__What you will do__
Render every line of the material below as a JSON list of strings, one string per line, skipping any blank lines.

(Entries from a point annotation set)
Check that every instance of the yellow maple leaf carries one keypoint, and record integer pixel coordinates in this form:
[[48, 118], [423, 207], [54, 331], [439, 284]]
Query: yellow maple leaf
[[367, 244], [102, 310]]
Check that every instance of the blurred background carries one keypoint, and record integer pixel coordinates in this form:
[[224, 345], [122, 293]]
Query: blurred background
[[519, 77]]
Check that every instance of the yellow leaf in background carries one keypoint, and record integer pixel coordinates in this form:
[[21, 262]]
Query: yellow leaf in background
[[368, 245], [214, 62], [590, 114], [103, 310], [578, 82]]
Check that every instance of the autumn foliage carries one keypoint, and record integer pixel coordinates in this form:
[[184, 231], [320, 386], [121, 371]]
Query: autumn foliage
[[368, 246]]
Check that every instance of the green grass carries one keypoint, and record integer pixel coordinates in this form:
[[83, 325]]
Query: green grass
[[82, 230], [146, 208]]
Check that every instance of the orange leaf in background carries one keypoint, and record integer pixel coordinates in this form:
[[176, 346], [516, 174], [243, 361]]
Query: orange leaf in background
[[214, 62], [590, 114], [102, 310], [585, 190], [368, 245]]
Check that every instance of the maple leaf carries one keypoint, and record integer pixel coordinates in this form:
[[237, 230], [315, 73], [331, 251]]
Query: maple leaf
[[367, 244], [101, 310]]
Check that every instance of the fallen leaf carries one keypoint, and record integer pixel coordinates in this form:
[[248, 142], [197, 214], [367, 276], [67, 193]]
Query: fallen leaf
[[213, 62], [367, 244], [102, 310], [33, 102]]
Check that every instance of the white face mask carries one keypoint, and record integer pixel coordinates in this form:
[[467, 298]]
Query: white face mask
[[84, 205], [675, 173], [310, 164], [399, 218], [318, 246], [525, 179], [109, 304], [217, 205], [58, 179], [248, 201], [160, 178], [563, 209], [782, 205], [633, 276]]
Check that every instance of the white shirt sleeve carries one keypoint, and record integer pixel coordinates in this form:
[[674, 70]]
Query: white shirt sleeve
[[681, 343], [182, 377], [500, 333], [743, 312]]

__Solution to the problem__
[
  "Check that every instance of the yellow maple leaf carries one keypoint, and record integer pixel coordinates in this form:",
  "[[48, 118], [423, 207], [54, 331], [439, 284]]",
  "Query: yellow maple leaf",
  "[[367, 244], [102, 310]]",
  "Check that every instance of the blurred background carries one keypoint, and record integer pixel coordinates in this form:",
  "[[224, 345], [122, 293]]",
  "Query: blurred background",
  "[[519, 77]]",
  "Check that every instance of the yellow leaf in background carries one keypoint, and record integer pixel coordinates in this form:",
  "[[21, 262]]",
  "Query: yellow leaf in background",
  "[[368, 245], [214, 62], [590, 114], [103, 310], [578, 82]]",
  "Check that every instance of the autumn foliage carries one keypoint, and record integer pixel coordinates in this form:",
  "[[184, 231], [320, 386], [121, 371]]",
  "Query: autumn foliage",
  "[[368, 246]]",
  "Check that every instance of the green grass carries one keypoint, and record integer pixel coordinates in this form:",
  "[[83, 325]]",
  "Query: green grass",
  "[[82, 230], [146, 208]]",
  "Check that every instance of the orange leaf in background carries one keypoint, and record integer pixel coordinates in this form:",
  "[[176, 346], [516, 174], [243, 361]]",
  "Query: orange leaf in background",
  "[[214, 62], [590, 114], [102, 310], [585, 190], [368, 245]]",
  "Check that every instance of the maple leaf carries one keypoint, and record integer pixel coordinates in this form:",
  "[[237, 230], [315, 73], [331, 251]]",
  "Query: maple leaf",
  "[[367, 244], [101, 310]]",
  "Check that every instance of the fallen leaf carries one keypoint, and record integer pixel coordinates in this form:",
  "[[248, 142], [197, 214], [367, 276], [67, 193]]",
  "Query: fallen leaf",
  "[[213, 62], [367, 244], [102, 310], [33, 102]]",
  "Check that every instance of the white face mask carries one keypoint, and record integer pixel coordinates in this form:",
  "[[467, 298]]",
  "Query: white face mask",
  "[[84, 205], [675, 173], [310, 164], [399, 218], [318, 246], [525, 179], [109, 304], [217, 205], [58, 179], [248, 201], [160, 178], [563, 209], [782, 205], [633, 276]]",
  "Check that every instance of the white shirt sleeve carries one keypoint, and record integer pixel coordinates in this form:",
  "[[674, 70]]",
  "Query: white shirt sleeve",
  "[[681, 343], [182, 377], [500, 333], [743, 312]]"
]